What to do –
Duplicate the following records line for line, with no changes.
— start Input —
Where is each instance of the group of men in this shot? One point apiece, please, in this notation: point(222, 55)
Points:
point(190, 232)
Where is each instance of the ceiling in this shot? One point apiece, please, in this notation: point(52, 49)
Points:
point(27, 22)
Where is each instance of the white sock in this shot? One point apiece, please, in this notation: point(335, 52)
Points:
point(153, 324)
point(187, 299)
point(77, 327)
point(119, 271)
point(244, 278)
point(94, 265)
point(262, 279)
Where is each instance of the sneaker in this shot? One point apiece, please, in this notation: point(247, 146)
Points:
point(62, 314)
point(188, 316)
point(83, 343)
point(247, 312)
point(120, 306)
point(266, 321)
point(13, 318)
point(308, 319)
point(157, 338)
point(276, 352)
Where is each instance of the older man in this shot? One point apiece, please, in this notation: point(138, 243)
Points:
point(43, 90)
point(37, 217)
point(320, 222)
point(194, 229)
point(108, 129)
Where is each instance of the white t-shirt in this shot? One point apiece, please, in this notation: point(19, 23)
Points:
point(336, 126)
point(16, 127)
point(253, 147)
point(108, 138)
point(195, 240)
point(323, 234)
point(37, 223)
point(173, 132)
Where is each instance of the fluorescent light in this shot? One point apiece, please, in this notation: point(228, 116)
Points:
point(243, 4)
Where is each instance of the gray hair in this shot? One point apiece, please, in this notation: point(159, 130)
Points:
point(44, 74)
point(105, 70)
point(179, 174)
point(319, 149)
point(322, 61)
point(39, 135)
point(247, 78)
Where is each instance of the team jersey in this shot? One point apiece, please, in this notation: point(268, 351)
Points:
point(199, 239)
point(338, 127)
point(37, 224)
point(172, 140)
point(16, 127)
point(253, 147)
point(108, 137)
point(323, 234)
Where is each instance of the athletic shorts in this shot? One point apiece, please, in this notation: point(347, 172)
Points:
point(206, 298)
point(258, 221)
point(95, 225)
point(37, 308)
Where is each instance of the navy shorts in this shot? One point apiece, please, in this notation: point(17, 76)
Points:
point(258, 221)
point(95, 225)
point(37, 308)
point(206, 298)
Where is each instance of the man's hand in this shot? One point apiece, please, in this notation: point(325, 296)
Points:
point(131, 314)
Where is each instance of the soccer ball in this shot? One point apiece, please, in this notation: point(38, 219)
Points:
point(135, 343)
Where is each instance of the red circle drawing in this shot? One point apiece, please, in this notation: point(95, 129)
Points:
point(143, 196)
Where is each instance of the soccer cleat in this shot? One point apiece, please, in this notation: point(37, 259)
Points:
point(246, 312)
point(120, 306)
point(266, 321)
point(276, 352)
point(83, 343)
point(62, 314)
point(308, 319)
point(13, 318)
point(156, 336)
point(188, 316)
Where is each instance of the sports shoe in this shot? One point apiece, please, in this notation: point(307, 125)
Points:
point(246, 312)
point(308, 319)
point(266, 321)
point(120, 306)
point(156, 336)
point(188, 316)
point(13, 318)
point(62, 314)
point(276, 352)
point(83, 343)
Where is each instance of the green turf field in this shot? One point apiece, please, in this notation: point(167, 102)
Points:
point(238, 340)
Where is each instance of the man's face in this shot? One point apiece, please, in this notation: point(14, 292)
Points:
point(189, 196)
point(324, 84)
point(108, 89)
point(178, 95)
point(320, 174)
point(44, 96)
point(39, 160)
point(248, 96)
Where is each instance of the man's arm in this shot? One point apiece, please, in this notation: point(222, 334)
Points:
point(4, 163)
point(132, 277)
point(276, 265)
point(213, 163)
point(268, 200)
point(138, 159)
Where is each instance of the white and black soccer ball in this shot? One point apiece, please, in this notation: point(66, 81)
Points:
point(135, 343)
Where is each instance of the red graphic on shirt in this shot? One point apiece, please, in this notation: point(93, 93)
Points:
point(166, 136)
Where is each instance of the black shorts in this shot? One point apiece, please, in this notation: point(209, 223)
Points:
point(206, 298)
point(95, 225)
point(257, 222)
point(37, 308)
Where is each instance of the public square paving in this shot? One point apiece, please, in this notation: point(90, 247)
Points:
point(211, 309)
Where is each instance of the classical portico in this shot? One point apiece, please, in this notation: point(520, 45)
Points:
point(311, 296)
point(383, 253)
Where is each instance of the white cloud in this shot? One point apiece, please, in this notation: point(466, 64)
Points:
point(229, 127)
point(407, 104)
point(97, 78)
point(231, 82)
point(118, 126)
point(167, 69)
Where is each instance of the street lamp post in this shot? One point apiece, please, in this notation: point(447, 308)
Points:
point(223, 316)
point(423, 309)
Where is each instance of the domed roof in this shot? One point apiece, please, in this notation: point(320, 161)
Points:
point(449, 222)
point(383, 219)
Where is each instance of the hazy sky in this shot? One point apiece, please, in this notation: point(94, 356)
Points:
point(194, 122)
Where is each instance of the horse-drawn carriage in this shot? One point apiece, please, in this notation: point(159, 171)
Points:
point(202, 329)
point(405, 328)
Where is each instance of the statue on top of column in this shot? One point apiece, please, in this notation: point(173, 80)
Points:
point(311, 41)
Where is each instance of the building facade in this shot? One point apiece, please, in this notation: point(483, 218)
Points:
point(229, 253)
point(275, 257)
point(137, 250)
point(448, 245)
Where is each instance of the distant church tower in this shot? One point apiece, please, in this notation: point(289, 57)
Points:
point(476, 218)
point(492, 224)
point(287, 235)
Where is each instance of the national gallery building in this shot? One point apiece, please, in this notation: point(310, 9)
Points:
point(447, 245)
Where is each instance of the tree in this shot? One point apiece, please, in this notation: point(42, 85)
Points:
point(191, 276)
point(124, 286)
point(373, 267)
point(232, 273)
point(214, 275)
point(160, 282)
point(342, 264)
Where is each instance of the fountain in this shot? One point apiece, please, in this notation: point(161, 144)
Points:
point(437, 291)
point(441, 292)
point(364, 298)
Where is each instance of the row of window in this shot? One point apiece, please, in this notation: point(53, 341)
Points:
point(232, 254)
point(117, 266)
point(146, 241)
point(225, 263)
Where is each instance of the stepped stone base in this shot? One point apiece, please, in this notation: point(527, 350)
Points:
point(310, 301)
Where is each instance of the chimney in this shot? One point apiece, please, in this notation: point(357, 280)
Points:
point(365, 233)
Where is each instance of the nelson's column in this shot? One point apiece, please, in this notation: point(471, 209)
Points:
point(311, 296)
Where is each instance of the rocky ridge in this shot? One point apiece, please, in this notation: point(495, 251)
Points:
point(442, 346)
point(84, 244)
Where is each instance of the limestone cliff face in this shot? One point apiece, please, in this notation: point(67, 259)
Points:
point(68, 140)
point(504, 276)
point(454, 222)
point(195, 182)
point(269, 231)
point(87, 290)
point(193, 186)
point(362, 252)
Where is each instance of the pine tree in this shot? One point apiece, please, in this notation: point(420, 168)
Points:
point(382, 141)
— end Input —
Task output –
Where is each instance of the group of men in this shot? One point apiece, please, in this notation: point(222, 55)
Points:
point(190, 232)
Where is each instance of the ceiling in this shot? One point apiece, please, in this notation: point(52, 49)
Points:
point(27, 22)
Where is each instance of the white sock in this shot? One point apiece, please, in this notation: point(335, 52)
Points:
point(153, 324)
point(187, 299)
point(77, 327)
point(119, 271)
point(244, 278)
point(94, 265)
point(262, 279)
Where is each instance of the sneaker in this shot? One point apiece, please, in this notation: point(247, 146)
Points:
point(62, 314)
point(188, 316)
point(83, 343)
point(247, 312)
point(120, 306)
point(266, 321)
point(13, 318)
point(308, 319)
point(157, 338)
point(276, 352)
Where is each instance of the older man in this shot? One point apiece, please, in this notation: point(138, 243)
Points:
point(43, 90)
point(37, 217)
point(320, 222)
point(194, 229)
point(108, 129)
Where is each instance of the white t-shirt in this shot? One point apiece, please, in this notation: point(19, 23)
Points:
point(336, 126)
point(16, 127)
point(253, 147)
point(108, 138)
point(195, 240)
point(323, 234)
point(37, 223)
point(173, 132)
Where is each instance of the fluorescent light in this shot? One point apiece, please, in this notation: point(228, 116)
Points:
point(243, 4)
Where is each instance of the gray hair in this shot? One point apiece, please, in this notation: point(159, 130)
Points:
point(44, 74)
point(105, 70)
point(179, 174)
point(319, 149)
point(322, 61)
point(39, 135)
point(247, 78)
Where is each instance of the team jersey in this shot? One point apiece, please, in this notation: point(268, 351)
Points:
point(199, 239)
point(338, 127)
point(37, 224)
point(172, 140)
point(16, 127)
point(253, 147)
point(108, 137)
point(323, 234)
Where is each instance of the athletic shorts in this shot? One point apiece, please, in this notation: point(347, 172)
Points:
point(206, 298)
point(258, 221)
point(95, 225)
point(37, 308)
Where is each instance of the navy shorts in this shot? One point apiece, please, in this notation: point(17, 76)
Points:
point(258, 221)
point(95, 225)
point(37, 308)
point(206, 298)
Where is each instance of the man's hand in this shot? One point apiece, please, in this notation: point(325, 296)
Points:
point(131, 314)
Where is each instance of the soccer ball in this shot? One point apiece, please, in this notation: point(38, 219)
Points:
point(135, 343)
Where is each instance of the red circle drawing in this shot? One point apiece, please, in this notation: point(95, 129)
Points:
point(143, 196)
Where is each instance of the soccer cleat in this shot? One point apiece, please, in this notation: point(37, 259)
Points:
point(246, 312)
point(120, 306)
point(266, 321)
point(276, 352)
point(83, 343)
point(62, 314)
point(308, 319)
point(13, 318)
point(156, 336)
point(188, 316)
Where is each instance of the sports shoe in this shot? One point apiece, please, in this notation: point(307, 125)
Points:
point(246, 312)
point(308, 319)
point(266, 321)
point(120, 306)
point(156, 336)
point(188, 316)
point(13, 318)
point(62, 314)
point(276, 352)
point(83, 343)
Where is each instance of the green turf field in this shot? One point apiece, please, in this notation: point(167, 102)
Points:
point(238, 340)
Where is each instance of the man's face in this shot? One point apiece, please, in this notation: point(14, 292)
Points:
point(189, 196)
point(324, 84)
point(108, 89)
point(178, 95)
point(320, 174)
point(44, 96)
point(39, 160)
point(248, 96)
Where is each instance of the man's arm in this shot? One point apiece, please, in this notation: point(222, 334)
Points:
point(4, 163)
point(132, 277)
point(276, 265)
point(213, 163)
point(268, 200)
point(138, 159)
Where is each instance of the white and black soccer ball in this shot? One point apiece, please, in this notation: point(66, 81)
Points:
point(135, 343)
Where is each instance of the red graphic on shirt in this shot? One point apiece, please, in this notation: point(93, 93)
Points:
point(166, 136)
Where is each instance of the black shorts in this shot? One point apiece, please, in this notation: point(209, 223)
Points:
point(206, 298)
point(95, 225)
point(257, 222)
point(37, 308)
Where is each instance of the public square paving in this shot? One point apiece, please, in this notation: point(90, 247)
Points:
point(211, 309)
Where is each instance of the classical portico in this shot? One point apiece, please, in this notation: point(520, 45)
Points:
point(311, 296)
point(383, 253)
Where is each instance of the white cloud in this shot? One point apiece, please, in this notation: point(466, 64)
Points:
point(229, 127)
point(407, 104)
point(97, 78)
point(231, 82)
point(118, 126)
point(167, 69)
Where is each instance of the street lamp post in this shot? One point apiece, please, in this notation: point(447, 308)
Points:
point(223, 316)
point(423, 309)
Where is each instance of the domed roof in this shot? One point apiece, please, in this notation: point(320, 161)
Points:
point(449, 222)
point(383, 219)
Where is each instance of the hazy sky in this shot? One point apiece, please, in this notation: point(94, 356)
Points:
point(194, 122)
Where is each instance of the horse-drawn carriage in this shot? One point apiece, please, in this notation: point(159, 171)
Points:
point(202, 329)
point(405, 328)
Where is each instance of the statue on top of column in this shot? One point apiece, please, in this notation: point(173, 80)
Points:
point(311, 41)
Where is each instance of the building facade in this shot? One point apiece, please, in this notation: point(483, 218)
Points:
point(229, 253)
point(275, 257)
point(137, 250)
point(448, 245)
Where is each instance of the distant church tower in this shot? One point apiece, please, in this notation: point(289, 57)
Points:
point(476, 218)
point(492, 224)
point(287, 235)
Where is each instance of the national gallery building in this shot? One point apiece, please, in this notation: point(310, 9)
Points:
point(447, 245)
Where is each instance of the tree in this shot? One point apiece, please, in this notation: point(42, 85)
Points:
point(191, 276)
point(124, 286)
point(373, 267)
point(232, 273)
point(214, 275)
point(160, 282)
point(342, 264)
Where is each instance of the fountain in this shot? One point apiece, please, in this notation: point(161, 144)
Points:
point(437, 291)
point(441, 292)
point(364, 298)
Where is each instance of the row of window in this shot? One point apiece, please, in this notation: point(53, 341)
Points:
point(232, 254)
point(117, 266)
point(146, 241)
point(225, 263)
Where is each instance of the stepped stone base in this shot? One point apiece, please, in this notation: point(527, 350)
Points:
point(310, 301)
Where is each instance of the chimney in this shot? One point apiece, please, in this notation: point(357, 280)
Points:
point(365, 233)
Where is each instance of the nelson's column in this shot? One point apiece, please, in this notation: point(471, 209)
Points:
point(311, 296)
Where is each instance of the rocky ridge in this shot? One point apiece, please, in this notation: point(495, 251)
Points:
point(442, 346)
point(84, 244)
Where is each instance of the limestone cliff face in this shot? One point apiece, please, in this notation: point(67, 259)
Points:
point(68, 140)
point(504, 276)
point(454, 222)
point(195, 182)
point(269, 231)
point(87, 290)
point(193, 186)
point(362, 252)
Where is each instance of the pine tree in this shot? One point apiece, please, in this notation: point(420, 168)
Points:
point(382, 141)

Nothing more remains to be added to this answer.